[Referring expression pointing data]
■ ■ ■ ■ ■

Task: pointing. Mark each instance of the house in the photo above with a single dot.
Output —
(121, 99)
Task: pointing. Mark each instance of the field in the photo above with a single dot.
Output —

■ ■ ■ ■ ■

§ Work required:
In the records above, how many lines include the string "single"? Answer with only the number.

§ Task solution:
2